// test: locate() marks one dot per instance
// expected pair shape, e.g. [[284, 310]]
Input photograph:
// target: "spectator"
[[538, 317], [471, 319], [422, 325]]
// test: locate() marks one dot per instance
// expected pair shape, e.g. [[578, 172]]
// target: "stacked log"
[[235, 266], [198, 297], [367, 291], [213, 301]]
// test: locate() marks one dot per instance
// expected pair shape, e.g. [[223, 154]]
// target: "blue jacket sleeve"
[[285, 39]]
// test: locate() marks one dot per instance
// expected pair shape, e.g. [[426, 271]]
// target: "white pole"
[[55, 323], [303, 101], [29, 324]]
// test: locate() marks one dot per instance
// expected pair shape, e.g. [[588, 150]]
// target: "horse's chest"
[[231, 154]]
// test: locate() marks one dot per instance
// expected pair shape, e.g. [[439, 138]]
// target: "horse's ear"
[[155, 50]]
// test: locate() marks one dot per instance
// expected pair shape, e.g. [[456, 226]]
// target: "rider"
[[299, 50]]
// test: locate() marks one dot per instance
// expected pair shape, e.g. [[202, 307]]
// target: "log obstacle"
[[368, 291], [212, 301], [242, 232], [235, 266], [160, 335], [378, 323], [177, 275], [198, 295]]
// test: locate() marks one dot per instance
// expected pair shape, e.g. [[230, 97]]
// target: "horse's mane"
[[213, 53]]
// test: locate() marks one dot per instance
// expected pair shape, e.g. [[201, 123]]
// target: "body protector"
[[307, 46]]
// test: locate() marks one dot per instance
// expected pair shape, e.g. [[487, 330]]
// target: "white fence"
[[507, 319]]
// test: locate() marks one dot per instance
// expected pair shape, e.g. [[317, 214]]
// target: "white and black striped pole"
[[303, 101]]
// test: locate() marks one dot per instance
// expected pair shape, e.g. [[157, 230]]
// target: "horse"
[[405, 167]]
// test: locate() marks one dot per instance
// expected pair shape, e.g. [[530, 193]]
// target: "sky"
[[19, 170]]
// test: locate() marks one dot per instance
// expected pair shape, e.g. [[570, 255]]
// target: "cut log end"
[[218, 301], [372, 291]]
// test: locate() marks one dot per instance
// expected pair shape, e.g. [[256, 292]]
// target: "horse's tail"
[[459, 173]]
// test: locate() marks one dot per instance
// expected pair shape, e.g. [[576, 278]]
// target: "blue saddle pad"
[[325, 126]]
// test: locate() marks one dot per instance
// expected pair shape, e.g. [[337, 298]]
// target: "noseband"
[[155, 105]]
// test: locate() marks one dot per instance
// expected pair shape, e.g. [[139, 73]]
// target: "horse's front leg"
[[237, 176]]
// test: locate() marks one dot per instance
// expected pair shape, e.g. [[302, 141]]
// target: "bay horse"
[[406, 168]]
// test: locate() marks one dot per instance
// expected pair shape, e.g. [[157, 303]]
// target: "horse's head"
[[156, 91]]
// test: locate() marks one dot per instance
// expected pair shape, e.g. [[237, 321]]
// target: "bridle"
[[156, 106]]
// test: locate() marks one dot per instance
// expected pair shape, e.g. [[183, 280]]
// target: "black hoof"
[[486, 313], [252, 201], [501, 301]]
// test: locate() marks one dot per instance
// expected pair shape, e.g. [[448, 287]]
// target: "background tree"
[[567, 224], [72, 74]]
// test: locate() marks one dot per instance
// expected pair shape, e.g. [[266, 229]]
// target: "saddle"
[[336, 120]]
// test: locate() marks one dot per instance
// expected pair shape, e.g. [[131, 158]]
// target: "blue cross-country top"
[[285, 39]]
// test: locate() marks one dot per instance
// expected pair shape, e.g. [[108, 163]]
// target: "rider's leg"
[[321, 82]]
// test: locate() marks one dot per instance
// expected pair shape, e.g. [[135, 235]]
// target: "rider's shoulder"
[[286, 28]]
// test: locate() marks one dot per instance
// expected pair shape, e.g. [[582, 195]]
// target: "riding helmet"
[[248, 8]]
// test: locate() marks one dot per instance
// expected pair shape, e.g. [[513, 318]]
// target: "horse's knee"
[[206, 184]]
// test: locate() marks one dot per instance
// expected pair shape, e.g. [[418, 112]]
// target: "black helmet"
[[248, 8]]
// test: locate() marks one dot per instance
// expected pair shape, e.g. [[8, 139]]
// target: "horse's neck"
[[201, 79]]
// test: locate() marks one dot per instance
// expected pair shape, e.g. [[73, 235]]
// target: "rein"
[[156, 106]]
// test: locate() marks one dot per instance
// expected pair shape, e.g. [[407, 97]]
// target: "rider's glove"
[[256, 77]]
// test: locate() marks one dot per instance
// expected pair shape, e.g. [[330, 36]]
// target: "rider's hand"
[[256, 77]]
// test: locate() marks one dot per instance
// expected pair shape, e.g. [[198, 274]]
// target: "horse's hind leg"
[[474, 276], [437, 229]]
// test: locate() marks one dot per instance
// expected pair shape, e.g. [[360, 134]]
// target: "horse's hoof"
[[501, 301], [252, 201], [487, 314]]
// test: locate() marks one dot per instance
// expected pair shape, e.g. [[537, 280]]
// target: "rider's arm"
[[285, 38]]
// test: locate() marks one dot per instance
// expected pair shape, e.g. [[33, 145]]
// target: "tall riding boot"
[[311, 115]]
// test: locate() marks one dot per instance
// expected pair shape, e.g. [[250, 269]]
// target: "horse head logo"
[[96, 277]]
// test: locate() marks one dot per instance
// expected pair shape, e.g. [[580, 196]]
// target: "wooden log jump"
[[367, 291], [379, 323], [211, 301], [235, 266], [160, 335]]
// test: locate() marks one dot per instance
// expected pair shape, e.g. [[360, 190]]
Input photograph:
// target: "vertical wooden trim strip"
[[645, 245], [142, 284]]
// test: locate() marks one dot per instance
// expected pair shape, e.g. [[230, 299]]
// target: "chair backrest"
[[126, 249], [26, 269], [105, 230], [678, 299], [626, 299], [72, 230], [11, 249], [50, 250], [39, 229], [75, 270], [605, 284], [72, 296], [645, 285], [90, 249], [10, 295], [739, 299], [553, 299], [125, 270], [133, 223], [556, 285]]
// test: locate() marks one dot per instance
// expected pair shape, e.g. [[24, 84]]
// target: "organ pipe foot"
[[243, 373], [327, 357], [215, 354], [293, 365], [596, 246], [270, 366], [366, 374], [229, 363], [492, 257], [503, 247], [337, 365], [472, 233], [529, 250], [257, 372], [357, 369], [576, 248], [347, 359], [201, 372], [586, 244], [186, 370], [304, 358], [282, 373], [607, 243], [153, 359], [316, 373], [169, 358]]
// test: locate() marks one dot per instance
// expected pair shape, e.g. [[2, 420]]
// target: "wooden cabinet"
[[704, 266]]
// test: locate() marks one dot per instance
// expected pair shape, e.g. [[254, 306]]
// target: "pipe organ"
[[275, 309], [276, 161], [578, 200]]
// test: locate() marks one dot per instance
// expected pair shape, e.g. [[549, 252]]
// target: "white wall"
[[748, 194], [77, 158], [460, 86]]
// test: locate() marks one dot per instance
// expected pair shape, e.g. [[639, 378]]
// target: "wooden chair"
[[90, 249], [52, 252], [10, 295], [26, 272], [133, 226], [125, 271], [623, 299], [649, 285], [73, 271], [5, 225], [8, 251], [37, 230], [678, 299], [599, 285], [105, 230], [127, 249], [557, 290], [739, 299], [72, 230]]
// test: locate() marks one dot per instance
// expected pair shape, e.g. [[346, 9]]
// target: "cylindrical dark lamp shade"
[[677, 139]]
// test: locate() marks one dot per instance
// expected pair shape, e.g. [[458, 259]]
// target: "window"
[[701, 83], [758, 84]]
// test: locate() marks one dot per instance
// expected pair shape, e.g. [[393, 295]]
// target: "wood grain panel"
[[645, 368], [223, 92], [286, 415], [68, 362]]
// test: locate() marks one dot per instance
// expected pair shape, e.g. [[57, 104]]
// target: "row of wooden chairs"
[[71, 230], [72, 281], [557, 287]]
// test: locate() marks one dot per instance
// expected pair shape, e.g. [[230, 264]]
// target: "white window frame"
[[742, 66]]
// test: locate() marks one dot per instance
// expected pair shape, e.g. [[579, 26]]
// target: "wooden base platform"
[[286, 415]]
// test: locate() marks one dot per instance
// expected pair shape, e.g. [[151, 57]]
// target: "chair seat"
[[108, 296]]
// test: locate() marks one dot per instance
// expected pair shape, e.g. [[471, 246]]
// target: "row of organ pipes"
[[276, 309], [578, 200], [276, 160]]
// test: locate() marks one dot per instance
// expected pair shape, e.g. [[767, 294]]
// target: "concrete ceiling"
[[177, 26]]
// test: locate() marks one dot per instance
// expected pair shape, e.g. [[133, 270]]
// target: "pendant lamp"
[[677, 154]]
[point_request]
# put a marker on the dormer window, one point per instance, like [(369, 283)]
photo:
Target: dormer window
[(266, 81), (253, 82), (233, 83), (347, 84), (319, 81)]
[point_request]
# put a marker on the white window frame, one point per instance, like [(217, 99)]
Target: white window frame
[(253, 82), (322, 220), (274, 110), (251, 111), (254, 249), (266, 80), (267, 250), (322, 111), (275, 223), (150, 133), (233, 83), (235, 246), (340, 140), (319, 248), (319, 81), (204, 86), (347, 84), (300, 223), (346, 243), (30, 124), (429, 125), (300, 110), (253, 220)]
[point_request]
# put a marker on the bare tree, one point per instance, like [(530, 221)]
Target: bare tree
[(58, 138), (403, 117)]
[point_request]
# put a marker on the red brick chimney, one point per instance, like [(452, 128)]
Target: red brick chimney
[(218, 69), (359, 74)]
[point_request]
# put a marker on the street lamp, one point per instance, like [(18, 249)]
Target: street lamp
+++
● **What is expected**
Restate, word for word and with nothing added, the lines from the beginning of the records above through the line that contains "e.g. [[578, 172]]".

● **Task solution**
// test: locate() marks one dot per instance
// expected pair shape, e.g. [[284, 310]]
Input photograph:
// target: "spectator"
[[538, 317], [471, 319], [422, 325]]
// test: locate() marks one dot per instance
// expected pair shape, e.g. [[578, 172]]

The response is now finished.